**DATASET RECORDS:**
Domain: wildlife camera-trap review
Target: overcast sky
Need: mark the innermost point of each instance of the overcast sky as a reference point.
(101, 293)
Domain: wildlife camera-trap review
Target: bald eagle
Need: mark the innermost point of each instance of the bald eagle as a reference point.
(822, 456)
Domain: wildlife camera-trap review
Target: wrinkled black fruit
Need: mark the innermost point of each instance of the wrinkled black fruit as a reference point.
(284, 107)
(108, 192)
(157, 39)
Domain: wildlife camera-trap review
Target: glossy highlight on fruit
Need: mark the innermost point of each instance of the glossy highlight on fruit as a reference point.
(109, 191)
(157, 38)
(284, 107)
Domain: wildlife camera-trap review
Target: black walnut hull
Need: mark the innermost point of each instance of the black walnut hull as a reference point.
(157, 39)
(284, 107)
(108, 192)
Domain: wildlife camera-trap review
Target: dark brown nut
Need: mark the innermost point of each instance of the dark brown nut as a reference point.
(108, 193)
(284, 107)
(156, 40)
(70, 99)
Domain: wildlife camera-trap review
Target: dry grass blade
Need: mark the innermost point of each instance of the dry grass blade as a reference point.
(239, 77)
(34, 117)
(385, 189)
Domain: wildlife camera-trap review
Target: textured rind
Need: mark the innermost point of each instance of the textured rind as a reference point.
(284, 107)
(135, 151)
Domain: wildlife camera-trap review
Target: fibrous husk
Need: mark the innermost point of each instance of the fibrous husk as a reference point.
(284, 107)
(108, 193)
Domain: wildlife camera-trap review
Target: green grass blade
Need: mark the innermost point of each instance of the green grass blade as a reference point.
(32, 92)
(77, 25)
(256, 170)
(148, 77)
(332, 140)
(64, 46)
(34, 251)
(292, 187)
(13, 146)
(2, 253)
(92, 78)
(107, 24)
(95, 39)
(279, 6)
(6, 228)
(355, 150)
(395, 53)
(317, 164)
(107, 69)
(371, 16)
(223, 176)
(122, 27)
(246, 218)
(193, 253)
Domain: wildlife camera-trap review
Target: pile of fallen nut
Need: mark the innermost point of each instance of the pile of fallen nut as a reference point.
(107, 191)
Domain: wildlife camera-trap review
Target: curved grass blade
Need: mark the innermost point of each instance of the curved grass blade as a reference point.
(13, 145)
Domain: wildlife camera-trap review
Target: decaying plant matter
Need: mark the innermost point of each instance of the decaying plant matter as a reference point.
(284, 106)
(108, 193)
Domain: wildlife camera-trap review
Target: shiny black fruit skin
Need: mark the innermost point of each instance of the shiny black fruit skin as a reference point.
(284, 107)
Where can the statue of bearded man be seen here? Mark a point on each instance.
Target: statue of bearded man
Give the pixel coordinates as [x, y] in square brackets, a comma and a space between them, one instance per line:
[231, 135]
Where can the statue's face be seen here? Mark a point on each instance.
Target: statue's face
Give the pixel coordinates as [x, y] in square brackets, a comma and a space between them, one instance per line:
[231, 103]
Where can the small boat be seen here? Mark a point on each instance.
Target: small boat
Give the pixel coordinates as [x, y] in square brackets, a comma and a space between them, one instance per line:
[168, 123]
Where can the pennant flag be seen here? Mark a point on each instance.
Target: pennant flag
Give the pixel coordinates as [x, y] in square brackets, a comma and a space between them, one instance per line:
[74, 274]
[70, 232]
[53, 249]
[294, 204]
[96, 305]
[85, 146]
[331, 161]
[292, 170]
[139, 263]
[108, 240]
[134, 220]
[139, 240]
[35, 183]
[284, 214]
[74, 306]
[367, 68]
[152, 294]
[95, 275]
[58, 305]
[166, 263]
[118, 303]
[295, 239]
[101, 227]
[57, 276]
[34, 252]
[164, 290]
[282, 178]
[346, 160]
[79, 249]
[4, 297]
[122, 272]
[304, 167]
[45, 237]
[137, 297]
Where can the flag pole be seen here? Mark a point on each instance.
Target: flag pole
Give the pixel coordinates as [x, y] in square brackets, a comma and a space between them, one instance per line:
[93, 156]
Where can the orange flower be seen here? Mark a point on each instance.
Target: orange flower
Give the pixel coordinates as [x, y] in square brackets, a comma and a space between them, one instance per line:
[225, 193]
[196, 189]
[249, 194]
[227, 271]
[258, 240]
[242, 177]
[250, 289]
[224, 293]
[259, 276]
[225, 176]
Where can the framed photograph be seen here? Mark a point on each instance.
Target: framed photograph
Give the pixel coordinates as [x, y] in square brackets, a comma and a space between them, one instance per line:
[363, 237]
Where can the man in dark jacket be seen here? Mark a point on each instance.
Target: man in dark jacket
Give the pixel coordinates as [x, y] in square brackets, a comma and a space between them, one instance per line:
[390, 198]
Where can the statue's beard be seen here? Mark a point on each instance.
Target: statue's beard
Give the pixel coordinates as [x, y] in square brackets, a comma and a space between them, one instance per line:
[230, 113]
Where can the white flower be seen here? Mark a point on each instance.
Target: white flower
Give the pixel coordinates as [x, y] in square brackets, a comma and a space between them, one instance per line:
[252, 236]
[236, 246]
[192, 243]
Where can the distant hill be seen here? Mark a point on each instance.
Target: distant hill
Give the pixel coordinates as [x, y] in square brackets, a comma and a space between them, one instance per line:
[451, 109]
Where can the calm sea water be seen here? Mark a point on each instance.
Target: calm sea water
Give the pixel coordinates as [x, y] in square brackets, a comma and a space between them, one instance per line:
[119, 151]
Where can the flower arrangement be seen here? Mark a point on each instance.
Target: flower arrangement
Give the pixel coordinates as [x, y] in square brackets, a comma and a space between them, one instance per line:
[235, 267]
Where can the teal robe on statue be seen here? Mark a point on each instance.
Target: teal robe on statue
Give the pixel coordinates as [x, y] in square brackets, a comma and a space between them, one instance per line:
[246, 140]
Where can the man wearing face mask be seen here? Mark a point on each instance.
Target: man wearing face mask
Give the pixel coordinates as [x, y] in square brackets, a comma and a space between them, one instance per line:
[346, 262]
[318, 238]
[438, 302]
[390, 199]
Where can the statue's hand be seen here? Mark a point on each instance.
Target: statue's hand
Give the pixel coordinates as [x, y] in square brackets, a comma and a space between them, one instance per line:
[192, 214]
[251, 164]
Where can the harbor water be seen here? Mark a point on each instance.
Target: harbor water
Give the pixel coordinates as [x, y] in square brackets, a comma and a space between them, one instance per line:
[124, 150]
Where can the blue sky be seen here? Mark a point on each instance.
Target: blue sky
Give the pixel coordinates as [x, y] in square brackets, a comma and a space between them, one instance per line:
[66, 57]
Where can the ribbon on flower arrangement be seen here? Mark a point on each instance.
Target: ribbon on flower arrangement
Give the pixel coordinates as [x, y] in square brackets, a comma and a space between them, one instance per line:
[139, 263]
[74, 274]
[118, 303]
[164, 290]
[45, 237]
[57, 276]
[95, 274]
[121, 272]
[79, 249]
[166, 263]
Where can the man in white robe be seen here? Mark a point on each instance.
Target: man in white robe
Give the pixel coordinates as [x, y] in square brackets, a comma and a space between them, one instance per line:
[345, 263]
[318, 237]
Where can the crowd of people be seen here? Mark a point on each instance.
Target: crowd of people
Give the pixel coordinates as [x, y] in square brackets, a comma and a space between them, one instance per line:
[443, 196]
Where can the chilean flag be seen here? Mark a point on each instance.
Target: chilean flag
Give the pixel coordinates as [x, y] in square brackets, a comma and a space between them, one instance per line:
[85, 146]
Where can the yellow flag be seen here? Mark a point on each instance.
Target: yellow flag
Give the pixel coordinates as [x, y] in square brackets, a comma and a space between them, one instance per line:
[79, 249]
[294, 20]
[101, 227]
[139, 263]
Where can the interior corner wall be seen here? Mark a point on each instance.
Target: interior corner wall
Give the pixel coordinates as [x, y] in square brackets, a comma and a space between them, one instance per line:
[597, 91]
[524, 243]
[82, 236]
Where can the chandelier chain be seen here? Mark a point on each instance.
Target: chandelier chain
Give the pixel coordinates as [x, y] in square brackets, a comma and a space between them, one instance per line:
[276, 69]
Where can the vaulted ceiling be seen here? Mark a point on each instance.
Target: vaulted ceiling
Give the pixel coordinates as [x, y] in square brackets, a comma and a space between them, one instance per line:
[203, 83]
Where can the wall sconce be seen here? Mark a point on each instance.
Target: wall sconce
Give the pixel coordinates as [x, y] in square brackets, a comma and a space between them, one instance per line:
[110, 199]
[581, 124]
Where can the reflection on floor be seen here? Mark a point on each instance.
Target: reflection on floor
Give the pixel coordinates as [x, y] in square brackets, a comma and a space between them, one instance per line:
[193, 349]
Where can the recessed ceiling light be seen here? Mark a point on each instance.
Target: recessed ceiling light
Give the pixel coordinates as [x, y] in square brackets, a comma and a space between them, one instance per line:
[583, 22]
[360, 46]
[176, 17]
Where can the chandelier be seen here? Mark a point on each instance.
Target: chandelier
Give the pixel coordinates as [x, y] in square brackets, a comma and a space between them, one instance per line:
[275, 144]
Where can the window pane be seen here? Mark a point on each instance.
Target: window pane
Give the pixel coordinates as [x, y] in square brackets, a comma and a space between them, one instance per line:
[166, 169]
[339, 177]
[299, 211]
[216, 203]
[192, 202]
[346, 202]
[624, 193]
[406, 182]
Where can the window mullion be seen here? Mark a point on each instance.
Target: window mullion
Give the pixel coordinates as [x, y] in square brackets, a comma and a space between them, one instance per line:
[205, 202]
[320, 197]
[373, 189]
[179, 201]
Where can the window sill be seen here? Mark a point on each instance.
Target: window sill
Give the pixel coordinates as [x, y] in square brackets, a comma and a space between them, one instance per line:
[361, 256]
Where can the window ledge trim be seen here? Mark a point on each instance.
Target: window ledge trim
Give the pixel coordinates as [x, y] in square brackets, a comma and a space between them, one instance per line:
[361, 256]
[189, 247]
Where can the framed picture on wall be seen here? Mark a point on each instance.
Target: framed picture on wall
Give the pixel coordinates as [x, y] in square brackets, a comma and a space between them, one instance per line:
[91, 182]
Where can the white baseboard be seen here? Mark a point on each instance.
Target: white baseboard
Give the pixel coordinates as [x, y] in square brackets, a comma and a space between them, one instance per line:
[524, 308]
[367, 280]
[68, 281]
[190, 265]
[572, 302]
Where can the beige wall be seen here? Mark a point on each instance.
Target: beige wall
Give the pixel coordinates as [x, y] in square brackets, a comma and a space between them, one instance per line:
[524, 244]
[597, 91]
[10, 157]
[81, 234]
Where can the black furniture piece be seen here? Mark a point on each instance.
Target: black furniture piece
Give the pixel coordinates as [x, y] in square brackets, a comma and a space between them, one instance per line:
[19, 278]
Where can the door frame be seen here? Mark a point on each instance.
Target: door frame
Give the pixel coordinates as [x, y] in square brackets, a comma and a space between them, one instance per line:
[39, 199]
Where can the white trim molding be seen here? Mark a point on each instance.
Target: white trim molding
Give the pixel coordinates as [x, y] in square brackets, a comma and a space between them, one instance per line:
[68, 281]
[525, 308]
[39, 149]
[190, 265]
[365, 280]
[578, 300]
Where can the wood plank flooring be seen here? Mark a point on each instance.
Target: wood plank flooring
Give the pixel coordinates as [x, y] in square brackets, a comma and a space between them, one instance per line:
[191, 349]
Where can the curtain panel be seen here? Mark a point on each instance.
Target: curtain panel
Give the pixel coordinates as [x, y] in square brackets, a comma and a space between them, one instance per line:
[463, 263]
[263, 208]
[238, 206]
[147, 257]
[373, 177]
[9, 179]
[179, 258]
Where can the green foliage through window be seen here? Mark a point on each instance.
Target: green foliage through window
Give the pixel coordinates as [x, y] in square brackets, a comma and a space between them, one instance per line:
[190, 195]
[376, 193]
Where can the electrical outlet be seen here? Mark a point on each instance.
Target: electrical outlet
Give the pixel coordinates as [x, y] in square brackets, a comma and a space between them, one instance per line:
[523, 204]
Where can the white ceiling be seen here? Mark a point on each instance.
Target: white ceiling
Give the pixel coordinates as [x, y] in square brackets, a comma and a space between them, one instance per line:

**DESCRIPTION OF THE TASK:**
Your answer should be a number only: the count of lines above in which the string "ledge" appears.

**RESULT OF THIS TASK:**
2